- Exercises to complete
[A] Quote each distinct sentence in the Wordle discussion that names Wordle. Count a repeated sentence only once.
[B] In the Wordle discussion, which word is given as an example of a word people would not want to guess?
[C] Write the next part of the Wordle discussion, picking up right after its final line.
begin Extracted text
1. Wordle's word list is going to be a lot more curated than TFA's word list because people want to guess words they use or have heard of, not "aahed".

2. Only a tiny group of people care to "card count" Wordle to rule out words that have already been played because they think that sort of min/maxing is fun. Most people don't even think about that, so whether Wordle reuses words every few years is trivial to them.

I will say that having used the same starter word the whole time that has not come up yet, it's a little disappointing that it may now take even longer to appear.

You may want to swap out aahed if that's what you're rocking.

My favourite starter word has come and gone. So I’m in the opposite situation where I feel relieved to be able to go back to using it.

Have you checked it didn't come up before you started?

> Wordle's word list is going to be a lot more curated than TFA's word list because people want to guess words they use or have heard of, not "aahed"
end Extracted text
begin Extracted material
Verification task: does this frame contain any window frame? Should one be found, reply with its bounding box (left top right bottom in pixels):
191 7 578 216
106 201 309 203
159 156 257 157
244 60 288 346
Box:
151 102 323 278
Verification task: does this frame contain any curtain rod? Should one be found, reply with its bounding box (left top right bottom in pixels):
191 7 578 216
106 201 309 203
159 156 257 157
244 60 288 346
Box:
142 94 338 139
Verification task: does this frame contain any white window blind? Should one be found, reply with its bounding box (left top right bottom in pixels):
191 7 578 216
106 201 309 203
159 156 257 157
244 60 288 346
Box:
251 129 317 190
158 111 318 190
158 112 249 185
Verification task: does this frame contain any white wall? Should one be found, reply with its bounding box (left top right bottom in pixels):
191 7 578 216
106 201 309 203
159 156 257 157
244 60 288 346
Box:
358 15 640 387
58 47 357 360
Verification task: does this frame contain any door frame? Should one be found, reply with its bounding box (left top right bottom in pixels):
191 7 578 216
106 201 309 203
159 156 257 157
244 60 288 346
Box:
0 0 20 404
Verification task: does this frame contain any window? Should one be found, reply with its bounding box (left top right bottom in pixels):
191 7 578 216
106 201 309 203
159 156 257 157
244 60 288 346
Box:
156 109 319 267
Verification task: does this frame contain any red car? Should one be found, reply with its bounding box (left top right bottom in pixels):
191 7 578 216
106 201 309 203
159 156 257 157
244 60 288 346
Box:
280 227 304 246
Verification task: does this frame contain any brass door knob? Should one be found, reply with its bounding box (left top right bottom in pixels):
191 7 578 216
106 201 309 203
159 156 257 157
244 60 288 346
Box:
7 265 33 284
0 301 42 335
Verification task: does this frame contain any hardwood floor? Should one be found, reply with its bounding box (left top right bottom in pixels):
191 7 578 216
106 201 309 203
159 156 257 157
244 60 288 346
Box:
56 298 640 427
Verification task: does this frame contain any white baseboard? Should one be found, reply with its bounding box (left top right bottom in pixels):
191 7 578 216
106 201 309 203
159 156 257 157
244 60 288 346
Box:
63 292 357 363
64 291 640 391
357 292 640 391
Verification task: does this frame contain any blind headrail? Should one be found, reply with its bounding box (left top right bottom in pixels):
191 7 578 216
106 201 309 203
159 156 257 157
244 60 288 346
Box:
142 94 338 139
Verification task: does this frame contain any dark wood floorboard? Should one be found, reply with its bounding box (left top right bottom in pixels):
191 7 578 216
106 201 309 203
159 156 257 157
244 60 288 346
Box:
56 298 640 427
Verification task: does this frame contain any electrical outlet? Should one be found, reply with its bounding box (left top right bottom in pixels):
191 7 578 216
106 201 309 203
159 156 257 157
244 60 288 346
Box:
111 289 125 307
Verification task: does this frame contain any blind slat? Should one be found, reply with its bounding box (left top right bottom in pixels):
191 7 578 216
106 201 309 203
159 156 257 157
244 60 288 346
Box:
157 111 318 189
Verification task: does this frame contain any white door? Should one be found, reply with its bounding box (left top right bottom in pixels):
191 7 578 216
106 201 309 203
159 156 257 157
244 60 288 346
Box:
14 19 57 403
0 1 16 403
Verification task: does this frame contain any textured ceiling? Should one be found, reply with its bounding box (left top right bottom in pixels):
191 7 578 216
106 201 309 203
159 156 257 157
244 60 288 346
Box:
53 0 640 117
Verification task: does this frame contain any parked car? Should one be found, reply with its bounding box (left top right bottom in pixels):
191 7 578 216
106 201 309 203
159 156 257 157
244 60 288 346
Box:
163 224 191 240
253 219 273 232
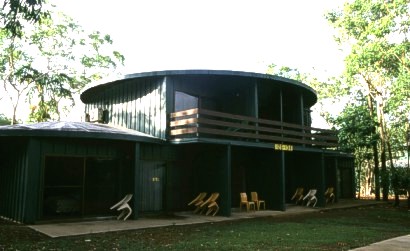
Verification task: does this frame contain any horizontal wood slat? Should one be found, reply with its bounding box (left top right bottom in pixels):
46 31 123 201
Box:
170 108 338 147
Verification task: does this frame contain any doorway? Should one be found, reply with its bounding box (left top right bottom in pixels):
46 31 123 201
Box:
139 161 165 212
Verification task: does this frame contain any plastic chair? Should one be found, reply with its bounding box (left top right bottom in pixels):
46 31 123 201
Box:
325 187 335 204
239 193 255 212
303 189 317 207
251 192 266 211
110 194 132 221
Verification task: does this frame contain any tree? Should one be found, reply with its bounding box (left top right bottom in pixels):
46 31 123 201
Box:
327 0 410 200
0 2 124 122
331 91 379 198
1 0 49 38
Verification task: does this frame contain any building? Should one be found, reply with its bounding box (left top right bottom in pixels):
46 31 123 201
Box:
0 70 355 223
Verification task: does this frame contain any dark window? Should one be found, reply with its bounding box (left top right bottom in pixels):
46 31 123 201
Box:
175 91 198 112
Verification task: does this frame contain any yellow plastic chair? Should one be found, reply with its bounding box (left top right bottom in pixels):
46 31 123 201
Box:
325 187 335 204
303 189 317 207
239 193 255 212
251 192 266 211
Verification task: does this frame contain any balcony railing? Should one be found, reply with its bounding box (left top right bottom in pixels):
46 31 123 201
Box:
170 108 338 148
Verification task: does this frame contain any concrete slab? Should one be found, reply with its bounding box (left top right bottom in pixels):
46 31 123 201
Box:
352 235 410 251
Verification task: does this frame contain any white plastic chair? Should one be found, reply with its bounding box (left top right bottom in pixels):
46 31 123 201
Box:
303 189 317 207
110 194 132 221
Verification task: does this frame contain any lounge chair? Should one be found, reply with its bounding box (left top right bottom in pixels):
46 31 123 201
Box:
251 192 266 211
325 187 335 204
290 187 304 205
303 189 317 207
239 193 255 212
110 194 132 221
188 192 206 206
195 193 219 215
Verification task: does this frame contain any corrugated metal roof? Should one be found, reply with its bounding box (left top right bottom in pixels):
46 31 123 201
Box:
80 70 317 103
0 122 163 143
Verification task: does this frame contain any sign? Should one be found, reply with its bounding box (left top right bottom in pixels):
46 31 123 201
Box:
275 144 293 152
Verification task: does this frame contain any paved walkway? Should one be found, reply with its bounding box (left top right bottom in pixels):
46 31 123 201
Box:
29 200 410 251
352 235 410 251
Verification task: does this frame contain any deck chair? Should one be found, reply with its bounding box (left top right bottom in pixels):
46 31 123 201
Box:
239 193 255 212
188 192 206 206
195 193 219 215
290 187 304 205
325 187 335 204
251 192 266 211
303 189 317 207
110 194 132 221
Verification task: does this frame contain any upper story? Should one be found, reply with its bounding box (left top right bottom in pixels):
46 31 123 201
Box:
81 70 337 148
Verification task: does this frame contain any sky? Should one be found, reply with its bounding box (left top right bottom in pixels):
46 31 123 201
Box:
55 0 343 78
0 0 350 126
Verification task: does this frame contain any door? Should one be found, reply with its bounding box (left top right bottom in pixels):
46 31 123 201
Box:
139 161 165 212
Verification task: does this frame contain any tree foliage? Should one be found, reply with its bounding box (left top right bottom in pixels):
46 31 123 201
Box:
327 0 410 200
1 0 49 38
0 2 124 122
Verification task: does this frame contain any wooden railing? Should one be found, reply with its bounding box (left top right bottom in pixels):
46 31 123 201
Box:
170 108 338 148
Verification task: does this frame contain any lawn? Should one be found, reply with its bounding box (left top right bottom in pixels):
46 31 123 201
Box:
0 204 410 250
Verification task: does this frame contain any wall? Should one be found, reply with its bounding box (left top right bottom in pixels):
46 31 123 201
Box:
85 77 167 139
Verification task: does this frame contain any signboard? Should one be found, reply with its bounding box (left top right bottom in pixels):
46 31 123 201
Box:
275 144 293 152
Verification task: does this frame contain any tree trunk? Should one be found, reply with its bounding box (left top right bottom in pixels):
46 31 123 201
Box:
367 94 380 200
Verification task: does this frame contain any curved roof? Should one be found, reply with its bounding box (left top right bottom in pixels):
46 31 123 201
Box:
81 70 317 103
0 122 163 143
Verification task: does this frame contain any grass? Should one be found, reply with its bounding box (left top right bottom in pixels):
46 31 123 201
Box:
0 204 410 250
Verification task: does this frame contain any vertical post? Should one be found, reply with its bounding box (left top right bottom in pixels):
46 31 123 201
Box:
24 138 43 223
316 153 326 207
132 142 141 220
253 79 259 142
279 151 286 211
220 145 232 217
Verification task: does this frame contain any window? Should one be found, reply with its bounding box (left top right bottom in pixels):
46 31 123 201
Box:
175 91 198 112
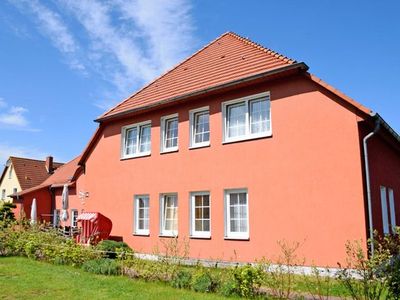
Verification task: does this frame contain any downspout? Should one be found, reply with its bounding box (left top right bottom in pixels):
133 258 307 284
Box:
363 113 381 257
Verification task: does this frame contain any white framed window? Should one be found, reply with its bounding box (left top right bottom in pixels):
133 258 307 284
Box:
225 189 250 239
121 121 151 158
8 165 12 179
381 186 389 234
222 92 272 143
388 188 397 233
161 114 179 152
160 194 178 236
189 106 210 148
71 209 78 228
134 195 150 235
190 192 211 238
53 209 60 227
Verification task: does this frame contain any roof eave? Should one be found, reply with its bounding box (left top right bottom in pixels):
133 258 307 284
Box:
94 62 308 123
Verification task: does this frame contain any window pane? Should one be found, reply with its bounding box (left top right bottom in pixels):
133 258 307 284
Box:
165 118 178 148
194 111 210 143
125 127 137 155
140 125 151 152
250 99 270 133
227 102 246 137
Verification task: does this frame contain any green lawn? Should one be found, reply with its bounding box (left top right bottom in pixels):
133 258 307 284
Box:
0 257 222 300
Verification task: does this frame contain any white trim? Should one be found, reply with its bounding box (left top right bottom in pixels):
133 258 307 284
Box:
133 194 150 235
221 91 272 144
70 208 79 228
160 193 179 237
388 188 396 233
189 106 211 149
380 186 389 235
120 120 152 159
189 191 211 238
224 188 250 240
160 113 179 153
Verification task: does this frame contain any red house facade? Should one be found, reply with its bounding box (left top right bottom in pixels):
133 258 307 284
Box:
15 33 400 266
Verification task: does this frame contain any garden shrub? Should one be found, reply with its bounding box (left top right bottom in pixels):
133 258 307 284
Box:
82 258 121 275
171 269 192 289
96 240 133 259
192 267 218 293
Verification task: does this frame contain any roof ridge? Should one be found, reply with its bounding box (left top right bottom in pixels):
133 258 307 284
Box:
9 156 65 164
226 31 297 64
97 31 232 119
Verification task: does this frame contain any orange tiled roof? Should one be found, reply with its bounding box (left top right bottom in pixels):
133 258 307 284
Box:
10 156 63 190
98 32 296 120
13 156 81 196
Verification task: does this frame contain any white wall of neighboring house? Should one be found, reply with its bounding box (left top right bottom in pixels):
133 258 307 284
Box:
0 162 21 202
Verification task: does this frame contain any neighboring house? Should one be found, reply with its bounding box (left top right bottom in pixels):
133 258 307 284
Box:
14 33 400 266
12 156 82 227
0 156 62 206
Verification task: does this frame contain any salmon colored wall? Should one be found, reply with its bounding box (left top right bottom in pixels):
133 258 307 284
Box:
77 77 366 266
368 130 400 234
16 188 52 222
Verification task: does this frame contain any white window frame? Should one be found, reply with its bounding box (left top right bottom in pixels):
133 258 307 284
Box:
121 120 151 159
388 188 397 233
160 113 179 153
380 186 390 235
224 188 250 240
190 191 211 238
222 91 272 144
71 208 79 228
133 194 150 236
160 193 179 237
189 106 211 148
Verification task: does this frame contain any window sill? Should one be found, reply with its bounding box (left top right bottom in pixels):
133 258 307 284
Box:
189 234 211 240
160 148 179 154
224 236 250 241
222 132 272 145
120 152 151 160
189 143 210 150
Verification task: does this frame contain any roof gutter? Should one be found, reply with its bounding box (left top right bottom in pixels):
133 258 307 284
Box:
94 62 308 123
end Extracted material
- Responses by task
[A]
- Wordle's word list is going to be a lot more curated than TFA's word list because people want to guess words they use or have heard of, not "aahed".
- Only a tiny group of people care to "card count" Wordle to rule out words that have already been played because they think that sort of min/maxing is fun.
- Most people don't even think about that, so whether Wordle reuses words every few years is trivial to them.

[B] "aahed"

[C]
The Times sure doesn't think that about the people who do Letter Boxed. One LB had "polymethylmethacrylate" in its dictionary.

I've saved the daily dictionaries from 2024-03-30 and that's the longest word out of the 93 393 total distinct words in the 674 dictionaries I've saved. They average 1199.47 words per dictionary.

They have some truly ridiculous words, such as "troughgeng". WTF is a troughgeng? Googling that gives a couple of pages in Chinese (or a similar looking language) and a Scottish dictionary entry for "Throu" which in one of the examples of "throu" as an adverb lists a bunch of phrases is it used in, including:

> (8) througang, throw-, throoging, trough-geng, -geong (Sh., Ork.), (i) a going over or through; a passage (I.Sc. 1972); specif. (ii) a narration, a recital (of a story); (iii) a full rotation of crops, a shift; (iv) a thoroughfare, lane, passageway, corridor open at either end (Sc. 1808 Jam.; Sh. 1908 Jak. (1928); Rxb. 1923 Watson W.-B.; Ork., w.Lth., wm.Sc. 1972). Also attrib.; (v) = (5); (vi) energy, drive (Bnff. 1866 Gregor D. Bnff. 192);

> people want to guess words they use or have heard of, not "aahed"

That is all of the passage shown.